## TEXT BLOCK
---*---

Ripped from the Headlines

A first for HUD and DOT: coordinating transportation, housing, and land use investments 
To encourage more sustainable communities nationwide, U.S. Dept. of Transportation (DOT) Secretary Ray LaHood and U. S. Dept. of Housing and Urban Development (HUD) Secretary Shaun Donovan recently announced a “high-level interagency task force” to better coordinate federal transportation, housing and land use investments. Through this partnership, HUD and DOT will make smarter use of taxpayer dollars and give people more transportation options, especially near jobs and homes; shorten commutes; lower transportation costs; and improve the environment.  MPC endorses the task force’s top goals, including the following: 

- The HUD-DOT task force will reshape the definition of “affordability,” which is used to qualify for multiple government grant programs, to reflect the interdependent household costs of housing and transportation.

- For the first time, HUD will coordinate its mandated five-year Consolidated Plans that estimate housing needs (prepared by cities and counties receiving Community Development Block Grants) with DOT’s required four-year Transportation Improvement Programs and longer-range state and regional transportation plans.

- Every major metropolitan area in the country will pursue integrated housing, transportation, and land use planning and investment over the next four years.  HUD and DOT, through HUD’s proposed Sustainable Communities Initiative, will offer planning grants to metropolitan areas and provide financial incentives to encourage municipalities to invest consistently with metropolitan growth priorities.

New research crunches numbers on communities most affected by Olympics bid
In coordination with the 2016 Fund for Chicago Communities, MPC has collected, analyzed and mapped current data for community areas that stand to be the most affected if Chicago wins its Olympics bid. Information for East Garfield Park, Englewood, Grand Boulevard, Kenwood, Little Village (South Lawndale), Near South Side, Near West Side, North Lawndale, Pilsen (Lower West Side), Washington Park, and Woodlawn is now available on MPC’s Web site; information for Douglas and Oakland will be available soon. For each community area, data is organized into the following categories: demographics, education, transit/accessibility, housing, building permits, economy, TIF and traffic, retail leakage, crime, parks, and land use. Check out our Web site for neighborhood-specific data sets. Questions? Contact MPC Associate Josh Ellis, 312-863-6045 or jellis@metroplanning.org

MPC’s 2009 Policy Agenda is online
MPC’s 2009 Policy Agenda: Planning for Prosperity, our response to pressing issues facing families, business and communities, is available on our Web site. The agenda outlines federal, state and regional policy recommendations that would make the most of limited financial resources. Contact MPC Assistant Communications Director Mandy Burrell Booth for more information: 312-863-6018 or mburrell@metroplanning.org.

---*---

## RECORDS SUPPLIED
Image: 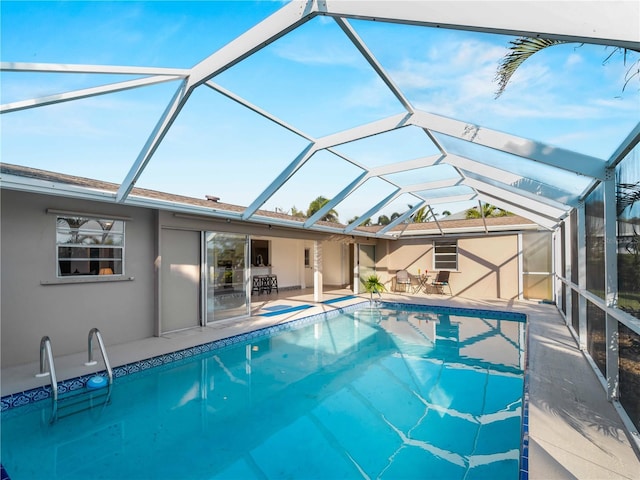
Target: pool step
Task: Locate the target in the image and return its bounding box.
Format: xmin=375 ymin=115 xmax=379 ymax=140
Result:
xmin=56 ymin=385 xmax=111 ymax=420
xmin=36 ymin=328 xmax=113 ymax=423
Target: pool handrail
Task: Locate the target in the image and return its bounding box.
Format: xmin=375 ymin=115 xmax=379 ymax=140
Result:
xmin=36 ymin=335 xmax=58 ymax=423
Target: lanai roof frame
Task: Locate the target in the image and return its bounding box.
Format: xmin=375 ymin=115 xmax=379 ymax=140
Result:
xmin=0 ymin=0 xmax=640 ymax=235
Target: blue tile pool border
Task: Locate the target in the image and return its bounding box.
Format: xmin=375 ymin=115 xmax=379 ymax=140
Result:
xmin=0 ymin=300 xmax=529 ymax=480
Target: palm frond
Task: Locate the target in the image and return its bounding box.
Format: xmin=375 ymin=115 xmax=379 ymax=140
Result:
xmin=496 ymin=37 xmax=568 ymax=98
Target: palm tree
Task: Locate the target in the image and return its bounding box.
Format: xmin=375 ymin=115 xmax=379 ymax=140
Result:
xmin=378 ymin=215 xmax=391 ymax=225
xmin=465 ymin=203 xmax=510 ymax=218
xmin=307 ymin=195 xmax=338 ymax=222
xmin=409 ymin=205 xmax=431 ymax=223
xmin=496 ymin=37 xmax=640 ymax=98
xmin=364 ymin=275 xmax=386 ymax=302
xmin=291 ymin=205 xmax=307 ymax=218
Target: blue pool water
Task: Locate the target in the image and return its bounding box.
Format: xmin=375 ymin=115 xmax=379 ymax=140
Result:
xmin=1 ymin=308 xmax=524 ymax=480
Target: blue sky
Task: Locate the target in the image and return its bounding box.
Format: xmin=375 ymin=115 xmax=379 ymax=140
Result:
xmin=0 ymin=0 xmax=640 ymax=221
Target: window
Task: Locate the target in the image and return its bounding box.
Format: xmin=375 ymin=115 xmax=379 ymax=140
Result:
xmin=433 ymin=240 xmax=458 ymax=270
xmin=56 ymin=216 xmax=124 ymax=277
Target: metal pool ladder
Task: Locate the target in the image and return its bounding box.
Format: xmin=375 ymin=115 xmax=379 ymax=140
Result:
xmin=36 ymin=328 xmax=113 ymax=423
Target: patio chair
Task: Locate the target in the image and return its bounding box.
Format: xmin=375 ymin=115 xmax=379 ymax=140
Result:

---*---

## GOALS
(A) In the "Ripped from the Headlines" text, translate this sentence into Spanish: "The agenda outlines federal, state and regional policy recommendations that would make the most of limited financial resources."
(B) Reproduce the passage of the "Ripped from the Headlines" text starting at "- The HUD-DOT" and ending at "housing and transportation.".

## SOLUTIONS PER TASK
(A) La agenda describe recomendaciones de políticas federales, estatales y regionales que aprovecharían al máximo los limitados recursos financieros.

(B)
- The HUD-DOT task force will reshape the definition of “affordability,” which is used to qualify for multiple government grant programs, to reflect the interdependent household costs of housing and transportation.